§ **PROVIDED ENTRIES**:
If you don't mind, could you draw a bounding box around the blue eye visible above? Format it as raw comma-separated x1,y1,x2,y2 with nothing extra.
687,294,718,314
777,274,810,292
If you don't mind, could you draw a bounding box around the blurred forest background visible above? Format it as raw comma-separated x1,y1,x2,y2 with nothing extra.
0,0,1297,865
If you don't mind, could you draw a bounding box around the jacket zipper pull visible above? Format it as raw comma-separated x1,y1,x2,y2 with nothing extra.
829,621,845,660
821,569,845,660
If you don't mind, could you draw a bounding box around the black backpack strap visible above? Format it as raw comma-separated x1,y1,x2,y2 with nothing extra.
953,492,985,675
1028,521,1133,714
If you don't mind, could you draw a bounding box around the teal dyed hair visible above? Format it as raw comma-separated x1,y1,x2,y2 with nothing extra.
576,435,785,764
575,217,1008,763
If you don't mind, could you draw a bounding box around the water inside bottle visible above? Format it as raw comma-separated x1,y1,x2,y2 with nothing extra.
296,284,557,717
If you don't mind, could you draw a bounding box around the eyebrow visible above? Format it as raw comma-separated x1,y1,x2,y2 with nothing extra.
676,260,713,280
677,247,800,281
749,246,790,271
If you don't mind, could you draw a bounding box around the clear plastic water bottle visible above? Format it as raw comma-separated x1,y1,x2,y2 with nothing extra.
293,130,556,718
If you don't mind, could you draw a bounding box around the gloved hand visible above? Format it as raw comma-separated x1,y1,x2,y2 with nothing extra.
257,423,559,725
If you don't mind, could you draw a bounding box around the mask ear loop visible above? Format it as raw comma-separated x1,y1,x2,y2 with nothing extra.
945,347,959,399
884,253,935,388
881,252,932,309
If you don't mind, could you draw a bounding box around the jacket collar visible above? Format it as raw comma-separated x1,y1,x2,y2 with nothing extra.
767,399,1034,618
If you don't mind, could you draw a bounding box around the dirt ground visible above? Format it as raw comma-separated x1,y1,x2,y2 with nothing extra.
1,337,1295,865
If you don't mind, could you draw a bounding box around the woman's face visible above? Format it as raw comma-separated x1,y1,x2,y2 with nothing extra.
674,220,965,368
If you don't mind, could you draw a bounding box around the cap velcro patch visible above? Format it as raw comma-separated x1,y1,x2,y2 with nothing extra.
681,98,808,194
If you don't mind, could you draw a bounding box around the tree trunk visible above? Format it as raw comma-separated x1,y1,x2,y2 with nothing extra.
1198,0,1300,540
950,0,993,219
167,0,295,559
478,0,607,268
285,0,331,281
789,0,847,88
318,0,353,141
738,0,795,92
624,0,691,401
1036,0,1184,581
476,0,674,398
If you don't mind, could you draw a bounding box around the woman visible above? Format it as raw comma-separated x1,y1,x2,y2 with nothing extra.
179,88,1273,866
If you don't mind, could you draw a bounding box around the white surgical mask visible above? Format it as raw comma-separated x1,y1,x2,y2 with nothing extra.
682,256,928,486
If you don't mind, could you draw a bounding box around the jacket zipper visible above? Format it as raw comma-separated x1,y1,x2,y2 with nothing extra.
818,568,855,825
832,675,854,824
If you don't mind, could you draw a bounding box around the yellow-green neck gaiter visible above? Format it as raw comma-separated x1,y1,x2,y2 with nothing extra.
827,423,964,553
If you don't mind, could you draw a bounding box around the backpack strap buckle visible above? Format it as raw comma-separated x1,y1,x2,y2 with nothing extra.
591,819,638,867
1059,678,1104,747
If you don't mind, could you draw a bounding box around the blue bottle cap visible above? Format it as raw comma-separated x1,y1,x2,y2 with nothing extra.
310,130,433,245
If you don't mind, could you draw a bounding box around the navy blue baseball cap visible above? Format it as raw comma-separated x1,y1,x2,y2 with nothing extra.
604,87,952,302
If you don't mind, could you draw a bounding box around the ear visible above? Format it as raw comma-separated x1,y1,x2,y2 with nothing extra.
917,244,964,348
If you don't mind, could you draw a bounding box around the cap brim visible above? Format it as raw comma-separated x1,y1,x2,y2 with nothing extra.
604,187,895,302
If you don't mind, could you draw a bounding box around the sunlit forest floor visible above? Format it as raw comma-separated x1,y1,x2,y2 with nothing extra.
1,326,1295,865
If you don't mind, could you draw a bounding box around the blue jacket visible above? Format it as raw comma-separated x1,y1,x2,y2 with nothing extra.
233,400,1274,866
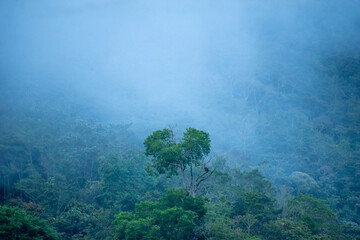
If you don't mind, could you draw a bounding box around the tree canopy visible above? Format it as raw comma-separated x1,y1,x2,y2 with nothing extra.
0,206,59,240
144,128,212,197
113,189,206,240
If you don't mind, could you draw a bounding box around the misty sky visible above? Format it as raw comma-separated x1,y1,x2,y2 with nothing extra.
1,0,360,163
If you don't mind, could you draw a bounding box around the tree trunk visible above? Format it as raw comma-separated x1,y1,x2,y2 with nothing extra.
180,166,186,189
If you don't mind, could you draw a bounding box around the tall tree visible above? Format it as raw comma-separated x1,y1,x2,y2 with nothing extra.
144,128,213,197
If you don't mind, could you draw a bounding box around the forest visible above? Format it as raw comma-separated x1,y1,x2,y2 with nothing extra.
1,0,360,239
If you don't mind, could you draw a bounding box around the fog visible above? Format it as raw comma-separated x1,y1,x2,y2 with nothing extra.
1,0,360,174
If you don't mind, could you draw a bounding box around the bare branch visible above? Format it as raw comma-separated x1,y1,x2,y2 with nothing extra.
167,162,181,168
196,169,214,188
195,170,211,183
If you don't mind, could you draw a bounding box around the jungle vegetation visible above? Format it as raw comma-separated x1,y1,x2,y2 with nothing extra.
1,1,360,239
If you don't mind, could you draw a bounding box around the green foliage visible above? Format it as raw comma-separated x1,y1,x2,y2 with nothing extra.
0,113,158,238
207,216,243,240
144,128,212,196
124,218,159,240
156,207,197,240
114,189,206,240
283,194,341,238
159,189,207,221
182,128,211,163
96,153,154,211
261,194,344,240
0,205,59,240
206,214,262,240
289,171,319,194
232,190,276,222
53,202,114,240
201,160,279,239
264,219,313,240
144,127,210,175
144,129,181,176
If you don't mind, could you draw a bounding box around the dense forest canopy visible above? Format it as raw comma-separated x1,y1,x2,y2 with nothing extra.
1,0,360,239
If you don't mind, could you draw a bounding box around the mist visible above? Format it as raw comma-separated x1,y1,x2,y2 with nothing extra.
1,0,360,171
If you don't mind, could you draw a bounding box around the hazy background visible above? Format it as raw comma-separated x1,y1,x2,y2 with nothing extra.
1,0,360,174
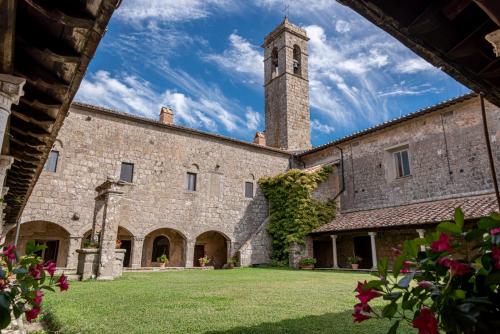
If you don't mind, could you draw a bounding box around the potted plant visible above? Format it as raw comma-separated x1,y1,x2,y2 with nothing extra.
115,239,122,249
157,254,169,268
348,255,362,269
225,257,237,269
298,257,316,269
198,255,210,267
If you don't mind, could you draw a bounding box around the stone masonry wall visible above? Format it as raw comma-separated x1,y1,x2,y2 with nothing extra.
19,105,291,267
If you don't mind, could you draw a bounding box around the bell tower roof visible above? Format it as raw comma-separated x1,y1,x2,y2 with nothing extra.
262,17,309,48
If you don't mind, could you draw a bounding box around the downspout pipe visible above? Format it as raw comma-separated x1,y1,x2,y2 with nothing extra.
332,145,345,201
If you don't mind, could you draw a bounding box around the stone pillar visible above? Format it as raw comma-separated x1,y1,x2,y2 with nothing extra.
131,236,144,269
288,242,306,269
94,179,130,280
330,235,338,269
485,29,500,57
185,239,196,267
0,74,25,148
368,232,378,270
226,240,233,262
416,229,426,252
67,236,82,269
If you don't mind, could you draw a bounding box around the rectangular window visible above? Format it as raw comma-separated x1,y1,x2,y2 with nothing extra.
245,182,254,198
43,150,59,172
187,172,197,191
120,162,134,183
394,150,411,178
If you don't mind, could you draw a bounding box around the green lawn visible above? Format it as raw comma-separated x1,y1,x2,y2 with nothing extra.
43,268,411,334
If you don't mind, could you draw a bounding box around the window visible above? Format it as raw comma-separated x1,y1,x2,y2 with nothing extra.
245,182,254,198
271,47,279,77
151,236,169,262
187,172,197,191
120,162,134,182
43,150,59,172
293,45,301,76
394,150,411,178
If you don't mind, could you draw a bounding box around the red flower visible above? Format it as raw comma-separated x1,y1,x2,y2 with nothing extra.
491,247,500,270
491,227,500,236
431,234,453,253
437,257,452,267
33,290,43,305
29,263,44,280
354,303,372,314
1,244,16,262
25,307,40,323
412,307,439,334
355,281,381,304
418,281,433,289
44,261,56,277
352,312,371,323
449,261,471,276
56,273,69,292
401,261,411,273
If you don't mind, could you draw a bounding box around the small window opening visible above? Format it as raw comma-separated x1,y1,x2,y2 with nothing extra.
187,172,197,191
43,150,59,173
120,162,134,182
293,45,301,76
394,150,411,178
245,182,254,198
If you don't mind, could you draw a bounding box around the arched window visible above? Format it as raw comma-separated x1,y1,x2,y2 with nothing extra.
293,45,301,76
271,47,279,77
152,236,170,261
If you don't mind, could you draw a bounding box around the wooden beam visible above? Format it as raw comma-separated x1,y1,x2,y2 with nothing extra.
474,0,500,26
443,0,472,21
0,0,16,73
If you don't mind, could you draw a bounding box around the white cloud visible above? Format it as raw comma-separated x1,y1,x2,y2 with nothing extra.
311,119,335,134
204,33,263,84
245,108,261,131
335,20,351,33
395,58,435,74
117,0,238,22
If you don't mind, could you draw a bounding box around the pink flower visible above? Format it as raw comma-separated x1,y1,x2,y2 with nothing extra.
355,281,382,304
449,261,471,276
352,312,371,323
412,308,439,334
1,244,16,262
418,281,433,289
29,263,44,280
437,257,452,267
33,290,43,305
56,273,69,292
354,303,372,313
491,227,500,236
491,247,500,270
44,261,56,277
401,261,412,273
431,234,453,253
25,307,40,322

§ **PROBLEM DETAILS**: Reproduce verbatim the stretch of lines beginning with the one containing "the white cloud" and ending at the close of the entries above.

§ **TASK RESULT**:
If you don't mind, could you draw a bounding box around the white cloud visible above? Format it as raw comma-separated x1,y1,x2,y2 with nothing extra.
311,119,335,134
204,33,263,84
245,108,261,131
335,20,351,33
395,58,435,74
117,0,238,22
If you don't mind, could you draw a bounding box around the pink flower visible above? Format it as raw comma-separated x1,y1,x2,y2 with nothing extra.
355,281,382,304
449,261,471,276
352,312,371,323
412,308,439,334
1,244,16,262
418,281,433,289
29,263,44,280
437,257,452,267
33,290,43,305
56,273,69,292
354,303,372,313
491,227,500,236
491,247,500,270
44,261,56,277
401,261,412,273
431,234,453,253
25,307,40,322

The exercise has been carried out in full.